**PROBLEM**
Tally up the lines below that include the word "foliage". Answer with the number alone.

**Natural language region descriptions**
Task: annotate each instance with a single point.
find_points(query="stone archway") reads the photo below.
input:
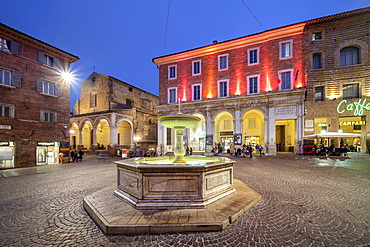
(253, 128)
(224, 130)
(124, 133)
(74, 135)
(103, 133)
(86, 134)
(197, 135)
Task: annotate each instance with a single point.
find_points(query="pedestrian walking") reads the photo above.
(61, 157)
(250, 150)
(73, 154)
(80, 155)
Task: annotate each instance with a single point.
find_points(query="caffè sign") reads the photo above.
(357, 107)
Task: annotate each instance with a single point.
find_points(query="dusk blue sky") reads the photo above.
(121, 37)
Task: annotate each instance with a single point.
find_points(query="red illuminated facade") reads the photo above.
(242, 89)
(273, 87)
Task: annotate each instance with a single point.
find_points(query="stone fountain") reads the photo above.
(171, 194)
(175, 182)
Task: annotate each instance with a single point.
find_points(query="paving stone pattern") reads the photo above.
(306, 201)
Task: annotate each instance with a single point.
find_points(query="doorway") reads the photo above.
(280, 138)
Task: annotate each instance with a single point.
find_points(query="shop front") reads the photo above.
(6, 154)
(47, 153)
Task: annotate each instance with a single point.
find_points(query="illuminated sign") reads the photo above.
(352, 123)
(47, 144)
(357, 107)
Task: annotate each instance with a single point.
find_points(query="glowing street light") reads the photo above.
(67, 75)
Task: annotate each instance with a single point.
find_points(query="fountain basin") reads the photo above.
(196, 184)
(181, 121)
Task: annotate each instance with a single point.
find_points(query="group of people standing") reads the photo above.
(76, 155)
(247, 150)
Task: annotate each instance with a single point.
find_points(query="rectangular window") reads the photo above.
(48, 88)
(223, 89)
(5, 111)
(5, 77)
(49, 61)
(227, 124)
(222, 62)
(172, 74)
(285, 49)
(319, 93)
(316, 61)
(317, 35)
(197, 92)
(172, 95)
(351, 91)
(196, 67)
(93, 99)
(286, 80)
(4, 44)
(48, 117)
(253, 84)
(252, 123)
(253, 56)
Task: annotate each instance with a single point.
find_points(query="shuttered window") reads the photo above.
(48, 88)
(10, 78)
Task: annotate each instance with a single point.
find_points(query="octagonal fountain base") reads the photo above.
(155, 183)
(171, 198)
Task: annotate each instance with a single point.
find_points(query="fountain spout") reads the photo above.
(179, 123)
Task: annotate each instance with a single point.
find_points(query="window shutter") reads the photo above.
(16, 79)
(14, 47)
(41, 57)
(38, 85)
(58, 90)
(56, 63)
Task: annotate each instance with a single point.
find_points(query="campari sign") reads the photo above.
(357, 108)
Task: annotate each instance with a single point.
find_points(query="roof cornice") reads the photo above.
(13, 33)
(253, 39)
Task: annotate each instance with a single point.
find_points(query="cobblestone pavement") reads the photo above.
(306, 201)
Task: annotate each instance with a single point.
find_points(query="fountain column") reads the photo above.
(179, 146)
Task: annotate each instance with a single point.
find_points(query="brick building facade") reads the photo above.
(34, 100)
(253, 89)
(112, 114)
(246, 91)
(338, 90)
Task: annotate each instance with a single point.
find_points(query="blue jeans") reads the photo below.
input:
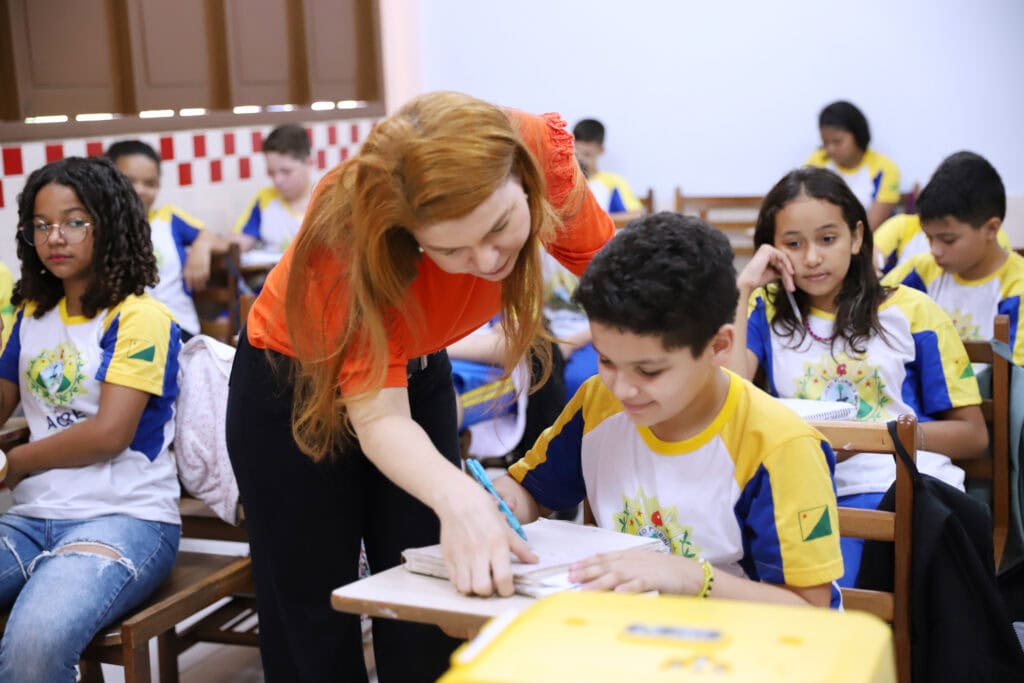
(61, 599)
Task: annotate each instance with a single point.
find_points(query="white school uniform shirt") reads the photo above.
(172, 230)
(59, 363)
(920, 368)
(270, 220)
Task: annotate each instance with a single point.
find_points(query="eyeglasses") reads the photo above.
(72, 230)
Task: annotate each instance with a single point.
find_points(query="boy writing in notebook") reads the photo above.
(967, 271)
(666, 442)
(273, 216)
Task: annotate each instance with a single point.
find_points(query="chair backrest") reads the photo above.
(994, 469)
(217, 304)
(849, 438)
(647, 201)
(908, 201)
(735, 215)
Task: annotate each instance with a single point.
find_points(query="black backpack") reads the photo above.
(960, 628)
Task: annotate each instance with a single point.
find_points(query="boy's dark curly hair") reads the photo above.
(664, 274)
(122, 253)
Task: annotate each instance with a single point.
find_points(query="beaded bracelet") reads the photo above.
(709, 579)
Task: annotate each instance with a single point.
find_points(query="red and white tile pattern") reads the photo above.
(195, 162)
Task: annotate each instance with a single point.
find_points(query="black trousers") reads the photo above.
(305, 520)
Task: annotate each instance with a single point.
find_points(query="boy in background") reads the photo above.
(667, 442)
(611, 190)
(274, 215)
(182, 247)
(967, 271)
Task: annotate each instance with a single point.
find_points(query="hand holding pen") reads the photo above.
(476, 470)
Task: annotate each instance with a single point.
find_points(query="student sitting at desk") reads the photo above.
(872, 177)
(968, 271)
(668, 443)
(92, 359)
(273, 216)
(843, 336)
(610, 190)
(182, 248)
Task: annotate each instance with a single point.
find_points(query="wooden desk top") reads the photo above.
(399, 594)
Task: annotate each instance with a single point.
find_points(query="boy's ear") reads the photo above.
(721, 344)
(991, 227)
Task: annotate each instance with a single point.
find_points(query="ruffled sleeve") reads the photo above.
(586, 225)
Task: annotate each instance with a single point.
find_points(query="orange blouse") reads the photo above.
(453, 305)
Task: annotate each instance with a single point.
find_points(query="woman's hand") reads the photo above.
(767, 265)
(638, 571)
(476, 542)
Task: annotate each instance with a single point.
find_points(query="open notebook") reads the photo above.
(820, 410)
(558, 544)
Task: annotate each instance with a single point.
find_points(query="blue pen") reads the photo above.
(481, 477)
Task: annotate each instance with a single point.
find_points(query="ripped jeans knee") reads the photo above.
(76, 578)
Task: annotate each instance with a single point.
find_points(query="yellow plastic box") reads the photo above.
(597, 637)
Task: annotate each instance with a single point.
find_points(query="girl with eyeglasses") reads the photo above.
(92, 359)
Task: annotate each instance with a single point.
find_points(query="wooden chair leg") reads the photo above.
(92, 672)
(167, 656)
(137, 664)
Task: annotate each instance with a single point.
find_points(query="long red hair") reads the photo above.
(436, 159)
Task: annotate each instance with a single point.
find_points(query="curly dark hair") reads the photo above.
(861, 293)
(665, 274)
(122, 253)
(846, 116)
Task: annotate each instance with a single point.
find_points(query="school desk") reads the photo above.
(402, 595)
(13, 431)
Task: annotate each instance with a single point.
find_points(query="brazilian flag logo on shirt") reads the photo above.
(55, 376)
(815, 523)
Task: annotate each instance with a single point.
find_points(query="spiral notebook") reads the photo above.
(557, 543)
(820, 410)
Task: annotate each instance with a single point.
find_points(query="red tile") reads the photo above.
(184, 174)
(12, 161)
(167, 147)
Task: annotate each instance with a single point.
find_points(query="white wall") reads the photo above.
(722, 97)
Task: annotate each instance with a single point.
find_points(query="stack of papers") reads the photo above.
(558, 544)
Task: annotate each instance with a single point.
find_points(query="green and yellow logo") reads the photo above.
(55, 376)
(815, 523)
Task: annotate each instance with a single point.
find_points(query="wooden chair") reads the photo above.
(852, 437)
(908, 201)
(217, 304)
(995, 469)
(197, 582)
(647, 201)
(739, 230)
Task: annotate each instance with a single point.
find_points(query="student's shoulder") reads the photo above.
(139, 308)
(877, 160)
(922, 311)
(818, 159)
(923, 265)
(170, 213)
(899, 227)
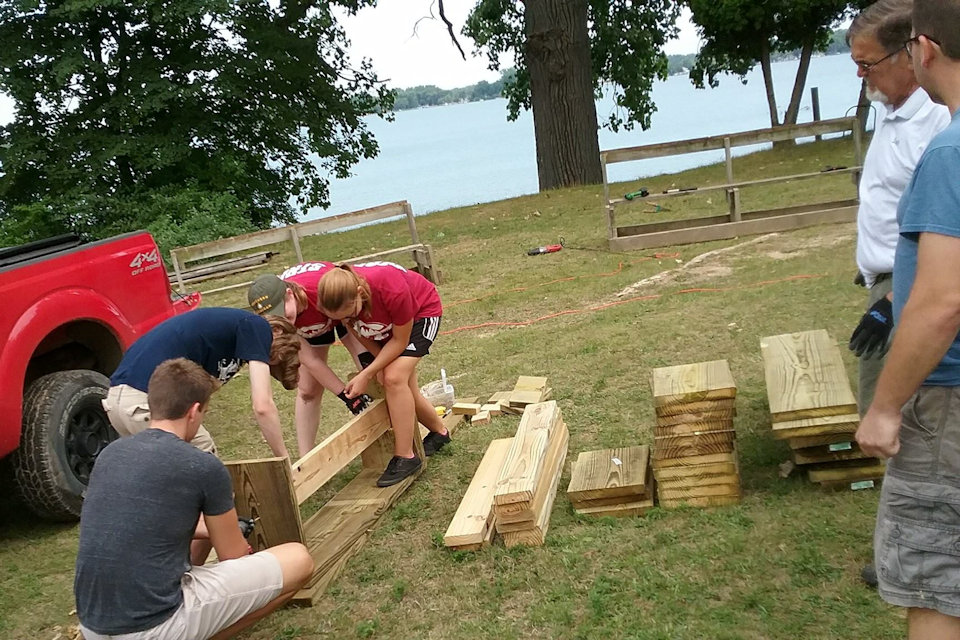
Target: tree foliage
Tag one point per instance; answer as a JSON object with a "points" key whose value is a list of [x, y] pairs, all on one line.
{"points": [[627, 39], [140, 113], [739, 34]]}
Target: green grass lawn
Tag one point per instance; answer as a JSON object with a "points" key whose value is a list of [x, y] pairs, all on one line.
{"points": [[783, 564]]}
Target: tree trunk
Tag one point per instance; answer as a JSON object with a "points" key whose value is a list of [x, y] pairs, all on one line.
{"points": [[793, 109], [768, 84], [561, 90]]}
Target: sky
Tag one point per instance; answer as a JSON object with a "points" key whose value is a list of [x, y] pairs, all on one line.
{"points": [[385, 34]]}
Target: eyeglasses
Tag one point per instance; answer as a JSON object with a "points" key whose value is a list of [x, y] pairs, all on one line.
{"points": [[866, 67], [908, 45]]}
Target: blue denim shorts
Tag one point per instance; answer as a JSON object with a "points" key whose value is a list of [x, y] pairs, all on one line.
{"points": [[917, 539]]}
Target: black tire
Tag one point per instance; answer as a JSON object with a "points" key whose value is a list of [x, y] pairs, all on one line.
{"points": [[64, 430]]}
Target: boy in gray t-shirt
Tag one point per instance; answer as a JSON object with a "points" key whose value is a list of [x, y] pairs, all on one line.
{"points": [[140, 515]]}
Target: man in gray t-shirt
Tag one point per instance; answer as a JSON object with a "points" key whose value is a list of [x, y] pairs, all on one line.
{"points": [[140, 515]]}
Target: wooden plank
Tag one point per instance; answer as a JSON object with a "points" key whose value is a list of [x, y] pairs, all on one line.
{"points": [[734, 229], [742, 138], [693, 445], [702, 406], [689, 223], [474, 516], [690, 461], [686, 383], [702, 491], [697, 416], [624, 510], [524, 463], [872, 470], [835, 424], [538, 534], [705, 501], [692, 427], [525, 513], [263, 490], [333, 531], [805, 376], [610, 473], [696, 471], [339, 449]]}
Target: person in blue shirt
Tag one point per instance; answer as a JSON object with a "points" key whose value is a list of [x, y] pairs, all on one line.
{"points": [[914, 419], [221, 340]]}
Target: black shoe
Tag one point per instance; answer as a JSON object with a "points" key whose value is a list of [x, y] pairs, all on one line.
{"points": [[397, 469], [434, 442], [869, 575]]}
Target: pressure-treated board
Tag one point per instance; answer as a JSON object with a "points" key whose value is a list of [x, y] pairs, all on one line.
{"points": [[525, 513], [524, 463], [697, 416], [706, 501], [668, 493], [693, 445], [263, 490], [329, 457], [818, 426], [686, 383], [609, 473], [701, 406], [848, 474], [692, 427], [474, 517], [826, 453], [805, 376], [691, 461]]}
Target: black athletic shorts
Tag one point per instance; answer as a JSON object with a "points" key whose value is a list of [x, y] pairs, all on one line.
{"points": [[422, 335], [328, 338]]}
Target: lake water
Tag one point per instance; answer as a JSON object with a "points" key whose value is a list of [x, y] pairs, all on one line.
{"points": [[454, 155]]}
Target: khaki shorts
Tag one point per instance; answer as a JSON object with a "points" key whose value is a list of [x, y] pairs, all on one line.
{"points": [[129, 413], [214, 597], [917, 539]]}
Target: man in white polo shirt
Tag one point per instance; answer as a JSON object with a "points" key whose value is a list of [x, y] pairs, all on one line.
{"points": [[906, 122]]}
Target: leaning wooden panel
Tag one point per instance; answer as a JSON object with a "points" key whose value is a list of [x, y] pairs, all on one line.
{"points": [[609, 473], [474, 516], [524, 463], [329, 457], [263, 490], [695, 382], [805, 376]]}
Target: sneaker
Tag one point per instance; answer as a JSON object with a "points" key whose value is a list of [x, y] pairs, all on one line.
{"points": [[434, 442], [397, 469], [869, 575]]}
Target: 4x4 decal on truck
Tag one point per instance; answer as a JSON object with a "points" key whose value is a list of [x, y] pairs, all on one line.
{"points": [[152, 258]]}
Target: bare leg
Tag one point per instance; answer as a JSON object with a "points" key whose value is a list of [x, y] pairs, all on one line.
{"points": [[927, 624], [297, 566], [400, 403]]}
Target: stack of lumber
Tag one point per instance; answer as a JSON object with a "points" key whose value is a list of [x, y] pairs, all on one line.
{"points": [[528, 479], [612, 482], [813, 408], [694, 454]]}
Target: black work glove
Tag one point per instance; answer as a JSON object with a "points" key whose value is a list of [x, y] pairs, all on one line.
{"points": [[869, 339], [246, 526], [365, 358], [356, 405]]}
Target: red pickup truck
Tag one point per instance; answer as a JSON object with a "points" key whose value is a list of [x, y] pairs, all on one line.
{"points": [[70, 310]]}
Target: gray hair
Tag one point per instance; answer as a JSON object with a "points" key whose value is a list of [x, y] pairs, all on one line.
{"points": [[889, 21]]}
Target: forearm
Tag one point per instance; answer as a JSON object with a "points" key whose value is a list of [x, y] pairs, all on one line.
{"points": [[926, 330]]}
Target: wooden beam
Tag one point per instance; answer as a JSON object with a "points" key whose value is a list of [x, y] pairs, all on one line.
{"points": [[329, 457], [734, 229]]}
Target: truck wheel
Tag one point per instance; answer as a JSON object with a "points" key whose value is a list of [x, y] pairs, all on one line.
{"points": [[64, 430]]}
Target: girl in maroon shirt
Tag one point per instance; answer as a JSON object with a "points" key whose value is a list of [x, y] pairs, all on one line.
{"points": [[395, 313]]}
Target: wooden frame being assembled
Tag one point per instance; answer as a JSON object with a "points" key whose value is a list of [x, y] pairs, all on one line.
{"points": [[271, 490], [422, 253], [737, 222]]}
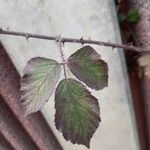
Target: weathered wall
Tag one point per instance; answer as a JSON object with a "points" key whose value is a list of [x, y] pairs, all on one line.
{"points": [[76, 18]]}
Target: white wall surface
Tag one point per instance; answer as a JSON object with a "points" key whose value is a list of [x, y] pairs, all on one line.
{"points": [[76, 18]]}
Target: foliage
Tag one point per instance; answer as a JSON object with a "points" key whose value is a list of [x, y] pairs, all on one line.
{"points": [[77, 111]]}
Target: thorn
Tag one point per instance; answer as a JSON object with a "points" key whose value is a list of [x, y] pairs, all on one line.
{"points": [[7, 28], [27, 37], [82, 41], [113, 48]]}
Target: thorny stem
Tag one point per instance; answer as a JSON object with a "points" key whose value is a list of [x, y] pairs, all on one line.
{"points": [[72, 40], [59, 39]]}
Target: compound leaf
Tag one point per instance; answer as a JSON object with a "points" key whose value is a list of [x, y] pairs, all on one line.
{"points": [[77, 112], [88, 67], [38, 82]]}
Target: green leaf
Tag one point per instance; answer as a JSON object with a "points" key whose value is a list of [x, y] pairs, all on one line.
{"points": [[122, 17], [77, 112], [38, 82], [132, 16], [88, 67]]}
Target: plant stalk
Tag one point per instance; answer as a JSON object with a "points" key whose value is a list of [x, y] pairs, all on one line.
{"points": [[73, 40]]}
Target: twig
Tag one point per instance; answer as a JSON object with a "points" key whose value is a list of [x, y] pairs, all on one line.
{"points": [[59, 39], [72, 40]]}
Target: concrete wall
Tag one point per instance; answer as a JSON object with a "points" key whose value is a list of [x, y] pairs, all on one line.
{"points": [[76, 18]]}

**ANSWER TO THIS PROBLEM**
2